**Passage to read:**
/---

Today we are, well, we're taking a massive swing at one of the most fundamental challenges in modern computing.
A really big one.
Yeah, designing a key value store.
This is the engine room,
the absolute core of almost every large -scale non -relational database you interact with daily.
Think Dynamo, Memcached, Redis.
So our mission today is to really understand the engineering choices you have to make to build a system that can store petabytes of data, handle millions of requests, and crucially stay online when things inevitably break.
And that's a huge challenge.
When we talk about a key value store, we're really talking about the simplest database possible.
You're just mapping a unique identifier, the key to some chunk of data, the value.
And that key could be plain text, something like user profile 123.
Right, or it might be a hash string like 7EF3DCC9, something more compact for better performance.
And the value itself can be anything, a string, a whole JSON object, a list.
Whatever you want to throw at it.
But the key thing,
the really important functional rule here, is that the database usually treats that value as totally opaque.
Meaning it doesn't.
It doesn't care what's inside.
Exactly.
It doesn't try to parse it, it doesn't try to understand it.

\---

In one to three sentences, explain why the conversation about key value stores says a key might be a hash string such as 7EF3DCC9 instead of plain text. The items after this are separate material and not part of the conversation about key value stores.

**Provided records:**
/---

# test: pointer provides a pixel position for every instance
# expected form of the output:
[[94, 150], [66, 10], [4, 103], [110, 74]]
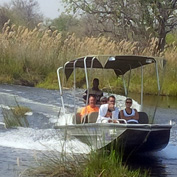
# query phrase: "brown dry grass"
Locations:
[[32, 55]]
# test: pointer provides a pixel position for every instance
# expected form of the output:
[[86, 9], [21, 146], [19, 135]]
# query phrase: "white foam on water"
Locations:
[[41, 139], [64, 119], [28, 113]]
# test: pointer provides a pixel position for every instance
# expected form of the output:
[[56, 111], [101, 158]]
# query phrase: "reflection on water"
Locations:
[[162, 163], [45, 106]]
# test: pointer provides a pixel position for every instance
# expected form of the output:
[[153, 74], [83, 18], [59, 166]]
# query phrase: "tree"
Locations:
[[26, 12], [130, 19], [21, 12]]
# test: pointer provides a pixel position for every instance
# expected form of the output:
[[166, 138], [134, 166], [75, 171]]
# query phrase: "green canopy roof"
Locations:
[[120, 64]]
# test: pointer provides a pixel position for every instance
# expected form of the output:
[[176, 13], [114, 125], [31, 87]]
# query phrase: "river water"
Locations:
[[19, 146]]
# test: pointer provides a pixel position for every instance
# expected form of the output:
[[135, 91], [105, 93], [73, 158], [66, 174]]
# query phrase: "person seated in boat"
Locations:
[[129, 114], [95, 91], [108, 112], [91, 107], [103, 100]]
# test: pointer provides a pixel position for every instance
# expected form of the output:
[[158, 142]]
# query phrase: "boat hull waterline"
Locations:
[[130, 138]]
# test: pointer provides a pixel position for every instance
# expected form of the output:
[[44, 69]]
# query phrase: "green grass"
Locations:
[[31, 57], [71, 165]]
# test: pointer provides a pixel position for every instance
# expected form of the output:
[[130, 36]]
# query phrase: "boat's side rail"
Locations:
[[113, 125]]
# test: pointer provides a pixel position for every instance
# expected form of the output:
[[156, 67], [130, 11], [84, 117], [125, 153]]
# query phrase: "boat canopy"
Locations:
[[120, 64], [88, 61]]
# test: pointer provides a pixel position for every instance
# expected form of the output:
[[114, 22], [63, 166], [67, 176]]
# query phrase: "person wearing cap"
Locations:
[[91, 107], [108, 113], [129, 114], [94, 91]]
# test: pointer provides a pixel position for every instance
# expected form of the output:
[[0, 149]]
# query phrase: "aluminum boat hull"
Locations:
[[128, 137]]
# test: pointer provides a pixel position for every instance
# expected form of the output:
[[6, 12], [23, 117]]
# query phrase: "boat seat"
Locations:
[[78, 116], [143, 118], [92, 117]]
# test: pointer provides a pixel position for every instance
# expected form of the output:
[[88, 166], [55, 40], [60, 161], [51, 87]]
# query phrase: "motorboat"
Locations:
[[143, 137]]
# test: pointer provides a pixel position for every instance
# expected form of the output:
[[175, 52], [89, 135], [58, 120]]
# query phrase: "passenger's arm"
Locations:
[[136, 116]]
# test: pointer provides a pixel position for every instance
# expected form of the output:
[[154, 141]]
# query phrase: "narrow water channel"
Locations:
[[18, 146]]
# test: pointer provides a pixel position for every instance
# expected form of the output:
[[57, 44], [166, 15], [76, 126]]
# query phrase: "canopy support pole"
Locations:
[[157, 74], [87, 82], [75, 92], [141, 86], [129, 80], [158, 94], [60, 88], [125, 89]]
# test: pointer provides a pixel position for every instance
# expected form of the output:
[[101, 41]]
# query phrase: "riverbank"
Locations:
[[31, 58]]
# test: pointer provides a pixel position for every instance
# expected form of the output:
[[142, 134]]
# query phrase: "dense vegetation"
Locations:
[[30, 52]]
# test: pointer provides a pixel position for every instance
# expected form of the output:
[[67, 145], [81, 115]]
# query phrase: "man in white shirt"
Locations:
[[108, 112]]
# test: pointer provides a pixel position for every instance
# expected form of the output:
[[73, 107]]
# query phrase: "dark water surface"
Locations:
[[18, 146]]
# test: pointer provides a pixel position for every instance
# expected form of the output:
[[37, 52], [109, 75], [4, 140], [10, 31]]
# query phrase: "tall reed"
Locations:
[[31, 57]]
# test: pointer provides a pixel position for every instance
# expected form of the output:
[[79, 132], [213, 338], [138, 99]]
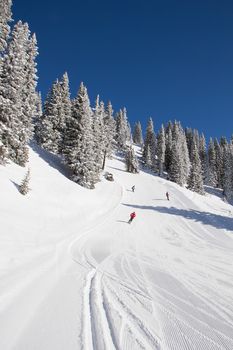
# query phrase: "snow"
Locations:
[[75, 275]]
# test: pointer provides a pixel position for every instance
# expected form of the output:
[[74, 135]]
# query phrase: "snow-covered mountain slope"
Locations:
[[75, 275]]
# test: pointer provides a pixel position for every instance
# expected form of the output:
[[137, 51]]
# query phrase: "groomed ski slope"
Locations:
[[75, 275]]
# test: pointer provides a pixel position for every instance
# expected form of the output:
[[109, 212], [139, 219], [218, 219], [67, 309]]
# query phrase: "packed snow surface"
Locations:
[[75, 275]]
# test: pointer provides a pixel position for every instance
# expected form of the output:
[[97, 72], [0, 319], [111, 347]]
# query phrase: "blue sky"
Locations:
[[165, 59]]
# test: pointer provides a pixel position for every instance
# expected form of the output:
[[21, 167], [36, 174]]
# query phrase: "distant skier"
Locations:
[[132, 216]]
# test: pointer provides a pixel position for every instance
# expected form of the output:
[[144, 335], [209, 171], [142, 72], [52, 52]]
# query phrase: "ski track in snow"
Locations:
[[162, 283]]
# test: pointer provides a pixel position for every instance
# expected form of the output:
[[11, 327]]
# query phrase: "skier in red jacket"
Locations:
[[132, 216]]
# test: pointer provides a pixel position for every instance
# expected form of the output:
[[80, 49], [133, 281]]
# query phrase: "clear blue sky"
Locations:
[[165, 59]]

\---

**Task output:** A hash string like 7EF3DCC9 is more compact than a plain-text key such as user profile 123. That compactness gives better performance.